Task description:
Each entry should be set down again verbatim, with the images omitted.
╭──
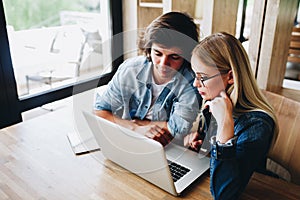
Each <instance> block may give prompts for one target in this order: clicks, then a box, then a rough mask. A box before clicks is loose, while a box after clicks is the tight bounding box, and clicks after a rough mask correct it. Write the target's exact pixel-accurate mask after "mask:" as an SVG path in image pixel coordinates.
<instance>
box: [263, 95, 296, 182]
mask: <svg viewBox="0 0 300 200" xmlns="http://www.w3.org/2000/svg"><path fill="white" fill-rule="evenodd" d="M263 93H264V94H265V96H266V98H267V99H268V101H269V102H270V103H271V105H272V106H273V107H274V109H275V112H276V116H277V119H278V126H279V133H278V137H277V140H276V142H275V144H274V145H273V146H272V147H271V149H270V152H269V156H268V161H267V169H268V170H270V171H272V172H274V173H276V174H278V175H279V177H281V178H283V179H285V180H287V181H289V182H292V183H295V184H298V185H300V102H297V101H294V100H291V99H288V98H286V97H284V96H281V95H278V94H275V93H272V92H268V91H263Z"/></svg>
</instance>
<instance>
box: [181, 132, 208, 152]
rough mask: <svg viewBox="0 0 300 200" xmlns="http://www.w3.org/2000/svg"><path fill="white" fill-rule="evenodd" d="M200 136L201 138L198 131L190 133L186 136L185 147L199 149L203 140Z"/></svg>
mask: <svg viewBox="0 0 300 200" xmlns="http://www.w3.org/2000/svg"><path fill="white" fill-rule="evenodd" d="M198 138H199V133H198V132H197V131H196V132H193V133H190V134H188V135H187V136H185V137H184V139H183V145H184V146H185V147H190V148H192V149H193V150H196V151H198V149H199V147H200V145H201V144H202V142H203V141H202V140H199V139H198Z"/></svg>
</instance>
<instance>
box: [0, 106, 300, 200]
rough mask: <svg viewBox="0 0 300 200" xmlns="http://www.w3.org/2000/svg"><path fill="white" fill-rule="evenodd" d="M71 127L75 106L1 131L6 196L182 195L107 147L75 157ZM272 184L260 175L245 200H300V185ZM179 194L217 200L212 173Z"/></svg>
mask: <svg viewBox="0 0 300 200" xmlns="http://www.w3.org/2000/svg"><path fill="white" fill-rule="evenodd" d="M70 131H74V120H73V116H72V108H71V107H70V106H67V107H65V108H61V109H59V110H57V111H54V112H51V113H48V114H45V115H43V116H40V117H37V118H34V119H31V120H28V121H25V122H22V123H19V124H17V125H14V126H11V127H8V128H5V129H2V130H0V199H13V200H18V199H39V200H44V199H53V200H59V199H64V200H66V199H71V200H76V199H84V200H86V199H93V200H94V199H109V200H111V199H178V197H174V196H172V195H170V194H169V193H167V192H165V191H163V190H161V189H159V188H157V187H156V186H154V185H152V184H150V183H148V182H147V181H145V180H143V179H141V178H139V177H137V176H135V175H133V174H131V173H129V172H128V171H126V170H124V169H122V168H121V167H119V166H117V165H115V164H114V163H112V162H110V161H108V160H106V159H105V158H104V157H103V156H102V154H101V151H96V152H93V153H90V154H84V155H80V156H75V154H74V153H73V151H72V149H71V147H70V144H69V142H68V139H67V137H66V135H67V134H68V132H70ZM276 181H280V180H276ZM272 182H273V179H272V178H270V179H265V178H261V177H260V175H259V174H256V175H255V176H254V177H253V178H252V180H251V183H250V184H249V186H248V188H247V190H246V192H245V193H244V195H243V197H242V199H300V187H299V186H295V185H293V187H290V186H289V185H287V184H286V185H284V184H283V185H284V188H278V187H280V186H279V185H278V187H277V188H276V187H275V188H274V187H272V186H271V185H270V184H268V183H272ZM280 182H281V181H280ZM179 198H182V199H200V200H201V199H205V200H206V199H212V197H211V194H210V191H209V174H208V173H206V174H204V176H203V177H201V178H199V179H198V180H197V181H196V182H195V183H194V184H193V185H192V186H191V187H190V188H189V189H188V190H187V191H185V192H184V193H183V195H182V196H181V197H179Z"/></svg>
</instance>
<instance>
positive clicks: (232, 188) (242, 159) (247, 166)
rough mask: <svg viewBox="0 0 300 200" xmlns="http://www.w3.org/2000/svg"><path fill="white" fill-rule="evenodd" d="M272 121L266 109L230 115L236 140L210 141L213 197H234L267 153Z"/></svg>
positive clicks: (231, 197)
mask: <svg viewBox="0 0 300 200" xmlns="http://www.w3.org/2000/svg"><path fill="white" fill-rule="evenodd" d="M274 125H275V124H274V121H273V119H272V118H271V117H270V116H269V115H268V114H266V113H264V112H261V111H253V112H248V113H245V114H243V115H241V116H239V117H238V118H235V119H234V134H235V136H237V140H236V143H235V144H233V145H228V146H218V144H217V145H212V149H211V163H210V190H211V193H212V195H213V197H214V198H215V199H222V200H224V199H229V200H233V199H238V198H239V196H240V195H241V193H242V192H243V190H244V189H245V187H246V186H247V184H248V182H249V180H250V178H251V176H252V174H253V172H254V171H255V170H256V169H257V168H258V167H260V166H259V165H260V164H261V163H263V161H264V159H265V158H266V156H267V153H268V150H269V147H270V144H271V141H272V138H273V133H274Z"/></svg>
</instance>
╰──
Completed exercise:
Each <instance> block may give prompts for one target in this order: clicks, then a box, then a rough mask. A box before clicks is loose, while a box after clicks is the tight bounding box, and clicks after a rough mask correct it. Write the target's exact pixel-accurate mask after "mask:" as an SVG path in image pixel coordinates.
<instance>
box: [263, 95, 296, 182]
mask: <svg viewBox="0 0 300 200" xmlns="http://www.w3.org/2000/svg"><path fill="white" fill-rule="evenodd" d="M263 93H264V94H265V96H266V98H267V99H268V101H269V102H270V103H271V105H272V106H273V107H274V109H275V112H276V116H277V119H278V126H279V133H278V137H277V140H276V142H275V144H274V145H273V146H272V147H271V149H270V152H269V156H268V161H267V169H268V170H270V171H272V172H274V173H276V174H278V175H279V177H281V178H283V179H285V180H287V181H289V182H292V183H295V184H298V185H300V102H297V101H294V100H291V99H288V98H286V97H284V96H281V95H278V94H275V93H272V92H268V91H263Z"/></svg>
</instance>
<instance>
box: [181, 132, 208, 152]
rough mask: <svg viewBox="0 0 300 200" xmlns="http://www.w3.org/2000/svg"><path fill="white" fill-rule="evenodd" d="M200 136L201 138L198 131L190 133L186 136L185 147L199 149L203 140Z"/></svg>
mask: <svg viewBox="0 0 300 200" xmlns="http://www.w3.org/2000/svg"><path fill="white" fill-rule="evenodd" d="M198 138H199V133H198V132H197V131H196V132H193V133H190V134H188V135H187V136H185V137H184V139H183V145H184V146H185V147H190V148H192V149H193V150H196V151H198V149H199V147H200V145H201V144H202V142H203V141H202V140H199V139H198Z"/></svg>
</instance>
<instance>
box: [0, 106, 300, 200]
rough mask: <svg viewBox="0 0 300 200" xmlns="http://www.w3.org/2000/svg"><path fill="white" fill-rule="evenodd" d="M71 127L75 106L1 131L6 196L182 195L107 147L75 157ZM272 184L260 175L245 200H300V185ZM179 194L217 200L212 173Z"/></svg>
mask: <svg viewBox="0 0 300 200" xmlns="http://www.w3.org/2000/svg"><path fill="white" fill-rule="evenodd" d="M70 131H74V120H73V116H72V108H71V107H70V106H67V107H65V108H61V109H59V110H57V111H54V112H51V113H48V114H45V115H43V116H40V117H37V118H34V119H31V120H28V121H25V122H22V123H19V124H17V125H14V126H11V127H8V128H5V129H2V130H0V199H13V200H18V199H39V200H44V199H53V200H59V199H64V200H66V199H71V200H76V199H84V200H86V199H93V200H94V199H109V200H111V199H178V197H174V196H172V195H170V194H169V193H167V192H165V191H163V190H161V189H159V188H157V187H156V186H154V185H152V184H150V183H148V182H147V181H145V180H143V179H141V178H139V177H137V176H135V175H133V174H131V173H129V172H128V171H126V170H124V169H122V168H121V167H119V166H117V165H115V164H114V163H112V162H110V161H108V160H106V159H105V158H104V157H103V156H102V154H101V151H96V152H93V153H90V154H84V155H80V156H75V154H74V153H73V151H72V149H71V147H70V144H69V142H68V139H67V137H66V135H67V134H68V132H70ZM276 181H280V180H276ZM272 182H273V179H272V178H270V179H265V178H261V177H260V175H259V174H256V175H255V176H254V177H253V178H252V180H251V183H250V184H249V186H248V188H247V190H246V192H245V193H244V195H243V197H242V199H300V187H299V186H295V185H293V187H290V186H289V185H287V184H286V185H284V184H283V185H284V188H278V187H280V186H279V185H278V187H277V188H276V187H275V188H274V187H272V186H271V185H270V184H268V183H272ZM280 182H281V181H280ZM179 198H182V199H200V200H201V199H205V200H206V199H212V197H211V194H210V191H209V174H208V173H206V174H204V176H203V177H201V178H199V179H198V180H197V181H196V182H195V183H194V184H193V185H192V186H191V187H190V188H189V189H188V190H187V191H185V192H184V193H183V195H182V196H181V197H179Z"/></svg>
</instance>
<instance>
positive clicks: (232, 188) (242, 159) (247, 166)
rough mask: <svg viewBox="0 0 300 200" xmlns="http://www.w3.org/2000/svg"><path fill="white" fill-rule="evenodd" d="M272 121L266 109L230 115L236 140L210 141L213 197H234L267 153Z"/></svg>
positive clicks: (231, 197)
mask: <svg viewBox="0 0 300 200" xmlns="http://www.w3.org/2000/svg"><path fill="white" fill-rule="evenodd" d="M274 125H275V124H274V121H273V119H272V118H271V117H270V116H269V115H268V114H266V113H264V112H261V111H253V112H248V113H245V114H243V115H241V116H239V117H238V118H235V119H234V134H235V136H237V140H236V143H235V144H233V145H228V146H218V144H217V145H212V149H211V163H210V190H211V193H212V195H213V197H214V198H215V199H222V200H224V199H229V200H233V199H238V198H239V196H240V195H241V193H242V192H243V190H244V189H245V187H246V186H247V184H248V182H249V180H250V178H251V176H252V174H253V172H254V171H255V170H256V169H257V168H258V167H260V166H259V165H260V164H261V163H263V161H264V159H265V158H266V156H267V153H268V150H269V147H270V144H271V141H272V138H273V133H274Z"/></svg>
</instance>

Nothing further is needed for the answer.